» **Exercise objective**
Your task is to repeat all of the material exactly.

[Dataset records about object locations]
+ + +

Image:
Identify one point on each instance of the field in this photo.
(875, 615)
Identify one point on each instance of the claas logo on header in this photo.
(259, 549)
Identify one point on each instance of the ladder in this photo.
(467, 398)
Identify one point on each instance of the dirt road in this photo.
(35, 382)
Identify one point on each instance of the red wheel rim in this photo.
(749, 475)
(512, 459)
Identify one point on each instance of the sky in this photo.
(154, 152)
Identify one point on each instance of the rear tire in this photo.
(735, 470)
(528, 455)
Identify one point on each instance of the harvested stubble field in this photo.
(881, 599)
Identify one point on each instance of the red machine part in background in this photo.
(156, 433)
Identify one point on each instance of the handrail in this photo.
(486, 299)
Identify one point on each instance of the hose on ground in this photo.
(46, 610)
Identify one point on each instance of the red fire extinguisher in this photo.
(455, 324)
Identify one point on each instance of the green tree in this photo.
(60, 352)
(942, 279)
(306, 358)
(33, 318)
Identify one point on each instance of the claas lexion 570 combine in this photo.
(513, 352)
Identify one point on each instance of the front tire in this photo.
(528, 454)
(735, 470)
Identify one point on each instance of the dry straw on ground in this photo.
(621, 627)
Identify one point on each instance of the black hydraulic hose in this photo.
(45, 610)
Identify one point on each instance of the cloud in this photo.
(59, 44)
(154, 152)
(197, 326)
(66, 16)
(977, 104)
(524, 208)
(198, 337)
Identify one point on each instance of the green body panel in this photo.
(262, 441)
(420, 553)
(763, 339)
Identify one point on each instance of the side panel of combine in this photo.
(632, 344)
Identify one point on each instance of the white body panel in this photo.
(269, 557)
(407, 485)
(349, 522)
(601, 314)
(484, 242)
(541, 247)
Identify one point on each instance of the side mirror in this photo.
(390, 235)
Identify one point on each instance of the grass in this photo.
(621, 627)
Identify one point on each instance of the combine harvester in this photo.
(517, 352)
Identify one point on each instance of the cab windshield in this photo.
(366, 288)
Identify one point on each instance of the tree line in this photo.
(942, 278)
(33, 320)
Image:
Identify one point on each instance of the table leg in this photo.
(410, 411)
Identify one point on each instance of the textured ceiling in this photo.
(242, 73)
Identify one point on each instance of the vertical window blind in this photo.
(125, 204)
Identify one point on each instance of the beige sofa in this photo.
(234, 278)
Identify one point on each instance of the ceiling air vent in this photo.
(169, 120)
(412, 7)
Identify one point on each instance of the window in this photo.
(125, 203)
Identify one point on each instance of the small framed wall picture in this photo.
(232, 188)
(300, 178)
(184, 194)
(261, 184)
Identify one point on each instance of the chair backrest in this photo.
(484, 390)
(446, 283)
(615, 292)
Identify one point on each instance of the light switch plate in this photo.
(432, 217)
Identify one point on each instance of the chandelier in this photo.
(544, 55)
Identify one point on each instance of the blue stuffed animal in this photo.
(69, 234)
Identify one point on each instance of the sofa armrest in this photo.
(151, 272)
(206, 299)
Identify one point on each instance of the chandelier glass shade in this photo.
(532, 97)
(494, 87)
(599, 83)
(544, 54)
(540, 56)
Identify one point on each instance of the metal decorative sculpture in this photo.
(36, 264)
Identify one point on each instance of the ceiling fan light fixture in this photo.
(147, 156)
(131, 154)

+ + +

» **Answer below**
Image:
Identify one point on each instance of the field in this photo.
(875, 615)
Identify one point on each instance of the claas logo on header in this photo.
(259, 549)
Identify one point on each instance of the ladder in this photo.
(467, 398)
Identify one point on each instance of the dirt road in this photo.
(35, 382)
Identify one point on each instance of the red wheel rim in this photo.
(749, 475)
(512, 459)
Identify one point on each instance of the sky in this photo.
(154, 152)
Identify one point on each instance of the rear tire in this photo.
(735, 470)
(528, 455)
Identify one point on each instance of the harvested stubble field in this photo.
(881, 599)
Identify one point on each instance of the red machine part in background in this photo.
(156, 433)
Identify one point on each instance of the handrail in this photo.
(486, 299)
Identify one point on each instance of the hose on ground in this photo.
(46, 610)
Identify one point on each instance of the red fire extinguisher in this photo.
(455, 324)
Identify one point on each instance of the green tree in this photo.
(60, 352)
(942, 279)
(306, 358)
(33, 318)
Identify one point on each instance of the claas lexion 570 combine in this photo.
(513, 352)
Identify one point on each instance of the front tire in this photo.
(528, 454)
(735, 470)
Identify one point on each instance of the dry straw on ground in this photo.
(621, 627)
Identify one point on each instance of the black hydraulic hose in this photo.
(45, 610)
Identify one point on each instance of the cloud in this photo.
(59, 44)
(154, 152)
(197, 326)
(66, 16)
(977, 104)
(524, 208)
(198, 337)
Identify one point on each instance of the green body panel in this photo.
(262, 441)
(420, 553)
(763, 339)
Identify one point on each instance of the side panel of combine in this photo.
(632, 344)
Identify one point on each instance of the white body panel in this photo.
(269, 557)
(407, 485)
(349, 522)
(601, 314)
(484, 242)
(541, 247)
Identify one point on each instance of the side mirror in this photo.
(390, 235)
Identify one point on each instance of the grass in this photo.
(621, 627)
Identify one point on each instance of the combine harvester in this photo.
(517, 352)
Identify one point on each instance of the cab windshield in this photo.
(366, 288)
Identify one point on each instance of the tree line in this photo.
(942, 278)
(33, 320)
Image:
Identify one point on each instance of the table leg in this photo.
(410, 411)
Identify one point on each instance of the textured ceiling in this photo.
(242, 73)
Identify one point on each instance of the vertical window blind in this photo.
(125, 204)
Identify one point on each instance of the beige sofa in this photo.
(234, 278)
Identify one point on each instance of the ceiling air vent in this photo.
(169, 120)
(412, 7)
Identify one point on each instance of the window in this photo.
(125, 203)
Identify one point on each instance of the small framed wall picture in this photo.
(232, 188)
(300, 178)
(184, 194)
(261, 184)
Identify one point on each instance of the chair backrest in this photo.
(484, 390)
(446, 283)
(615, 292)
Identify one point on each instance of the light switch plate in this photo.
(432, 217)
Identify one point on each instance of the chandelier in this photo.
(544, 55)
Identify one point on each instance of the blue stuffed animal in this photo.
(69, 234)
Identify one point on each instance of the sofa armrest in this photo.
(151, 272)
(206, 299)
Identify one point on each instance of the chandelier glass shade in this photo.
(532, 97)
(494, 87)
(599, 83)
(544, 54)
(540, 56)
Identify one point on each instance of the metal decorative sculpture in this photo.
(36, 264)
Identify one point on each instance of the ceiling fan light fixture in this photo.
(147, 156)
(131, 154)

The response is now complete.